[Text shown]
--------

For finitely presented higher inductive types J we always have an algorithm findEq(x, y)
that finds equivalences x ≃ y between its two elements x y : J if they exists,
but is not guaranteed to halt.
The result type of findEq is (c : Computation*<x ≃ y>, (c = ⊥) = ¬T).
What happens if we apply findEq to two spectral variables x y : §T?
We obtain a new spectral type x ≗ y with which corresponds to the computation type
(c : Computation*<x ≃ y>, (c = ⊥) = (¬T ∨ (x = ⊥) ∨ (y = ⊥)) that heavily reminds
of reduced suspensions. We conjecture, that higher equality structure of the spectral
type generate by an ordinary type (a ∞-groupoid in HOTT) is its reduced suspension
spectrum, while equality structures of spectral types in general are given by
sequential spectra.
The peculiar property of Verse calculus deep embedding is our ability to extend contexts with spectral variables by non-spectral ones:
Γ, x : X ⊢ Y : *
—————————————————————
Γ, x :§X, y : Y ctx
This way, we can entangle spectral variables:
Γ, p q : §ℤ, w : (p + q = 5) ⊢ expr
In the body of expr the spectral variables p and q can assume arbitrary values individually,
their sum will always be 5.

--------

[Exercise task 1]
Pull out every line in the entries below that contains the word "green", treating uppercase and lowercase as different.

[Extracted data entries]
--------

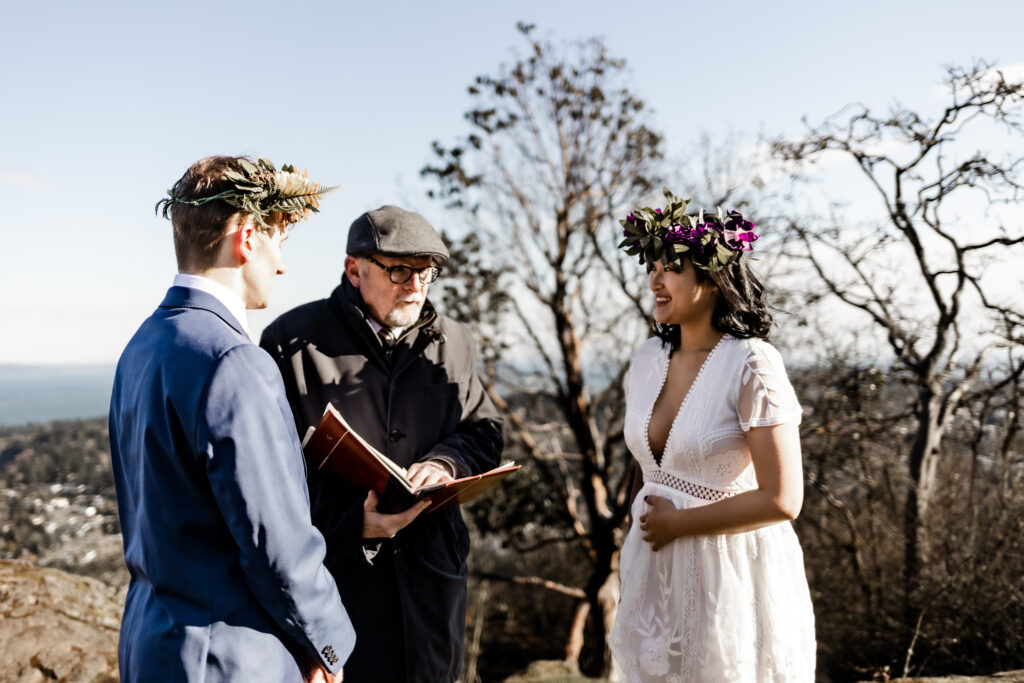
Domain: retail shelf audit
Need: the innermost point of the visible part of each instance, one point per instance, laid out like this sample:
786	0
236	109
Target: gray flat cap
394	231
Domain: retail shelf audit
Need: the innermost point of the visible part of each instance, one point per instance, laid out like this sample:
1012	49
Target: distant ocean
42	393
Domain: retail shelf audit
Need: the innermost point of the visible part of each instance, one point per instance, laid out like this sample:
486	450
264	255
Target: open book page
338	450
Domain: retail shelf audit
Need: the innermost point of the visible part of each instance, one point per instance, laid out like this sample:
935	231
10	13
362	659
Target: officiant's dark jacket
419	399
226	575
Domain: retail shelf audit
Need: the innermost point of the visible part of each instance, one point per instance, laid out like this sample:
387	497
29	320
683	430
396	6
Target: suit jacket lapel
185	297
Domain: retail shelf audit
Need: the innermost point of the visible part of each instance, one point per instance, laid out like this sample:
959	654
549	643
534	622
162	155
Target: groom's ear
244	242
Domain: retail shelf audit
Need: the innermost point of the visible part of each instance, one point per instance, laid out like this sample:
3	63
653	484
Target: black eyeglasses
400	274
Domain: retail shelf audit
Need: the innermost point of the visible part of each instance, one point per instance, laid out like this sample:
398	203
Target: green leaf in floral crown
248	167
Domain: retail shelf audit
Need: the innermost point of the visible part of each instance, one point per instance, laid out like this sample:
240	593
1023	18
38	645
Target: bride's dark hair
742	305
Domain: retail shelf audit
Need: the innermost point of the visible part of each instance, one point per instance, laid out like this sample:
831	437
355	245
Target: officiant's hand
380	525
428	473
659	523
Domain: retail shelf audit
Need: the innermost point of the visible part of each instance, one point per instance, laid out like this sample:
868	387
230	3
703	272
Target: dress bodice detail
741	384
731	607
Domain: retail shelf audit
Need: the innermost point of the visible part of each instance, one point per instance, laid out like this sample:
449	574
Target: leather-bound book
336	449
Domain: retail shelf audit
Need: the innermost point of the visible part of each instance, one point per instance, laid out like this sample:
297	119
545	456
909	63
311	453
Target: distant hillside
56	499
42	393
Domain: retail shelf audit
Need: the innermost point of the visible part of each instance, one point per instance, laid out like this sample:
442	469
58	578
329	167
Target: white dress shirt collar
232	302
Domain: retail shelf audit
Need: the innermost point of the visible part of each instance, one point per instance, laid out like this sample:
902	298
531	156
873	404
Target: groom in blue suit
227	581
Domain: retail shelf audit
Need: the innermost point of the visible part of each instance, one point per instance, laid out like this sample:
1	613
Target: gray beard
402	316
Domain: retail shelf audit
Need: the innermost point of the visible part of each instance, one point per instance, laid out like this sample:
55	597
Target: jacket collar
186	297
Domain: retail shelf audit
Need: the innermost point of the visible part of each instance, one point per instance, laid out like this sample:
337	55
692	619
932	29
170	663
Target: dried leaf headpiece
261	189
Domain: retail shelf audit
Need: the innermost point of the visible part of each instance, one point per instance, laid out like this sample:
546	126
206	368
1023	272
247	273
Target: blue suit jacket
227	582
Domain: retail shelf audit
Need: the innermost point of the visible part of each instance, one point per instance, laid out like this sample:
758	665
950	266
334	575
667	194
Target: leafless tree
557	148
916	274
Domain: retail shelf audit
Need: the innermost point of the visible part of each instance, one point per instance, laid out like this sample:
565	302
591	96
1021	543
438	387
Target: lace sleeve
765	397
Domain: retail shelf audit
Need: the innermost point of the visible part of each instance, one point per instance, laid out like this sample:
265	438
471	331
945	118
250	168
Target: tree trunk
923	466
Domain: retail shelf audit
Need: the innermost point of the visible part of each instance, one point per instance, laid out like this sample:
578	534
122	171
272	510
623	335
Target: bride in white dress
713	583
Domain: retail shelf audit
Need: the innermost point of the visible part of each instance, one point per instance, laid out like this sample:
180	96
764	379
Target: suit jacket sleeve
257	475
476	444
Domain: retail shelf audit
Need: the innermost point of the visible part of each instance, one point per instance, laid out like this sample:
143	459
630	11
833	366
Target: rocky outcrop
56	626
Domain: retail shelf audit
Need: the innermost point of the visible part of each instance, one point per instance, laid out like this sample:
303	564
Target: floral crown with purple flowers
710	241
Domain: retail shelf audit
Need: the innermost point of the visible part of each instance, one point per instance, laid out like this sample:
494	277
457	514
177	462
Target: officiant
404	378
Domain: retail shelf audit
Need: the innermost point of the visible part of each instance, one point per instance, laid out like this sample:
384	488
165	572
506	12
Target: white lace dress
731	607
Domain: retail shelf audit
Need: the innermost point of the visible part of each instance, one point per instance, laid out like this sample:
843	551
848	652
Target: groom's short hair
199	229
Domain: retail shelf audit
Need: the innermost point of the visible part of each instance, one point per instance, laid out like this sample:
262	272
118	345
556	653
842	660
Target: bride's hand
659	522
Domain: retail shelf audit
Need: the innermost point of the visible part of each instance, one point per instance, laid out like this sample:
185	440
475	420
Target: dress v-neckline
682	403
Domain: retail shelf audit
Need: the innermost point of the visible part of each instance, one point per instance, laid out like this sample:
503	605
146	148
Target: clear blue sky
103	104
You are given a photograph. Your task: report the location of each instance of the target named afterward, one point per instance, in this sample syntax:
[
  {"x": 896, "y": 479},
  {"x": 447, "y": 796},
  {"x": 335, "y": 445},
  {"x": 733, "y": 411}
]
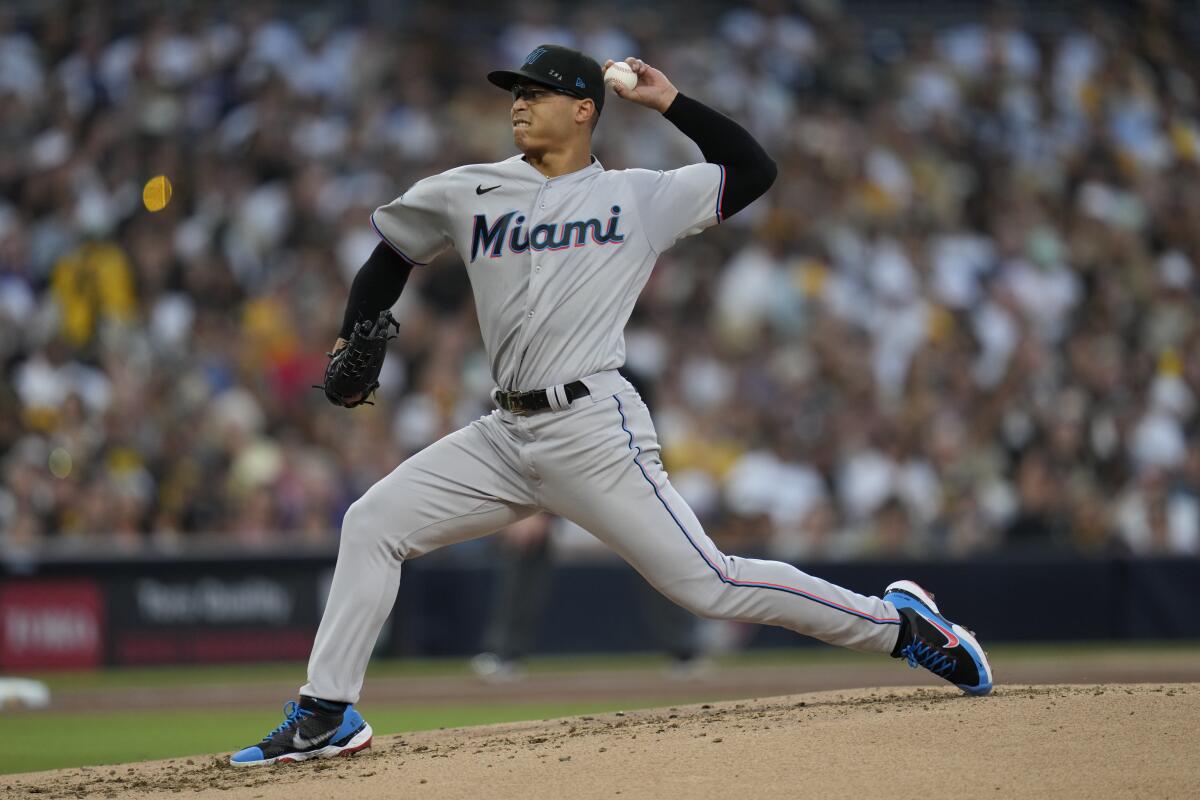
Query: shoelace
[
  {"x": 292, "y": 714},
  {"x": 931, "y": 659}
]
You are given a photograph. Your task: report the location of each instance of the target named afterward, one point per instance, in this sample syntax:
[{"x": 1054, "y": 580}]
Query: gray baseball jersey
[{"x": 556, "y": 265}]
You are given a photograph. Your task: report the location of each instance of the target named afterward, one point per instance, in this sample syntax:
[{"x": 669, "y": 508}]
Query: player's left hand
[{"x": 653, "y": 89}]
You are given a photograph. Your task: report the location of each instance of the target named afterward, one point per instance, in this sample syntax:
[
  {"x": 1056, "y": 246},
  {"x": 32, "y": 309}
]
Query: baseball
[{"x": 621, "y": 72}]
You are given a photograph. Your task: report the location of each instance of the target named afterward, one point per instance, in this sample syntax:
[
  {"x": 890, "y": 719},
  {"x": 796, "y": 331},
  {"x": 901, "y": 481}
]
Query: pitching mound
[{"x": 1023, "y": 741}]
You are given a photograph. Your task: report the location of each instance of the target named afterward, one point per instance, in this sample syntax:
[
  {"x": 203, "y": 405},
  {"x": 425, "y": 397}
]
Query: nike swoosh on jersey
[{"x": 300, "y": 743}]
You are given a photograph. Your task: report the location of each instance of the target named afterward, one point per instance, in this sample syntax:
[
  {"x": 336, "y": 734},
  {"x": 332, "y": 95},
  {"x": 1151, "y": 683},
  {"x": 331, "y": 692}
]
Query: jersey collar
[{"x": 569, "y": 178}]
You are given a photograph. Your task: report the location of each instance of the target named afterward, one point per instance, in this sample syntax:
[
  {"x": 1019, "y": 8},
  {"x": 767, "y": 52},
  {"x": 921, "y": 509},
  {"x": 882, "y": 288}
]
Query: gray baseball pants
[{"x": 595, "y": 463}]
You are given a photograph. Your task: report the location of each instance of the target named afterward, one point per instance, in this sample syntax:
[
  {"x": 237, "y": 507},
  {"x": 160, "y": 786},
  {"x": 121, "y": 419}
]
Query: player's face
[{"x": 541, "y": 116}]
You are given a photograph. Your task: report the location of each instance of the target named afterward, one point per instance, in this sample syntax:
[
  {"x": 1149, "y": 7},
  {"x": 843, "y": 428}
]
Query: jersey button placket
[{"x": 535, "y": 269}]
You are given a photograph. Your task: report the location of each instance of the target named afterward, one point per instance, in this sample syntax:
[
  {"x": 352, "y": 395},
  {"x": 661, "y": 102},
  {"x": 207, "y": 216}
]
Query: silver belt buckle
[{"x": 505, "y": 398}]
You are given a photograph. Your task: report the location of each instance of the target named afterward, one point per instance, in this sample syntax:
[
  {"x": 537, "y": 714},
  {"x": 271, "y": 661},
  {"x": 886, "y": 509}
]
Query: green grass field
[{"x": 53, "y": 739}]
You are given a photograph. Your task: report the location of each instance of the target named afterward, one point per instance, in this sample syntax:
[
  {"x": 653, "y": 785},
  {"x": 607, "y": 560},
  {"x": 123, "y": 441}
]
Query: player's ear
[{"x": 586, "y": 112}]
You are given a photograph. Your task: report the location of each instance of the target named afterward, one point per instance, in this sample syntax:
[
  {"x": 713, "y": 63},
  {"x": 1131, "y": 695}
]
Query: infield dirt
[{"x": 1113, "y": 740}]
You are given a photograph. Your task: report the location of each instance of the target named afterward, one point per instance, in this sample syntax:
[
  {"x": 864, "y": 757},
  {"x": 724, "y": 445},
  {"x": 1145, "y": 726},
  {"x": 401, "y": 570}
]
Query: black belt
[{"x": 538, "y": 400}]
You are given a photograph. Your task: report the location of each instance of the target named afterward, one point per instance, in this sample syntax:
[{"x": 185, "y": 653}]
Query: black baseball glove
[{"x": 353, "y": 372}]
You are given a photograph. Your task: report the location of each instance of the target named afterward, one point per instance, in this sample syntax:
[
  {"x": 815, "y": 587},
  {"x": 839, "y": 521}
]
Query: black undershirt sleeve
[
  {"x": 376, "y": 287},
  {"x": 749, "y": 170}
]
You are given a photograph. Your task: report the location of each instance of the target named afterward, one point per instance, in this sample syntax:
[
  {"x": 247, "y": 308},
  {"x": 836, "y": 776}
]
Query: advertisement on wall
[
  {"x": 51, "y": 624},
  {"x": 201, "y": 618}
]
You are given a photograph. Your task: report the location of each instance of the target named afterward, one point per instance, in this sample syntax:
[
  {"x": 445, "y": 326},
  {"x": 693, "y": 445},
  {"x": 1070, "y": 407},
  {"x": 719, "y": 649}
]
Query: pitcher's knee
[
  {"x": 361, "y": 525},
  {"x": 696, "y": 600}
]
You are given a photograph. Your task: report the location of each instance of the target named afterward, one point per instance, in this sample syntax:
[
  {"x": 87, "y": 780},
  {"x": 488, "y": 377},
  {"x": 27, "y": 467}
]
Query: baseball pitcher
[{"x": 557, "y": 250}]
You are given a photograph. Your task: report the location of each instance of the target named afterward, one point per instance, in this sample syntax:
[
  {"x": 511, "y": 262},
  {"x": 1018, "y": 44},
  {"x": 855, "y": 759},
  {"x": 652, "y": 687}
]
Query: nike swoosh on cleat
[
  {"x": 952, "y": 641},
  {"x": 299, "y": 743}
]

--------

[Exercise task 2]
In the passage on spectral variables, what is the sum of p and q always equal to in the body of expr?

[Exercise solution 1]
Target: green leaf in floral crown
Query: green grass field

[Exercise solution 2]
Their sum is always 5.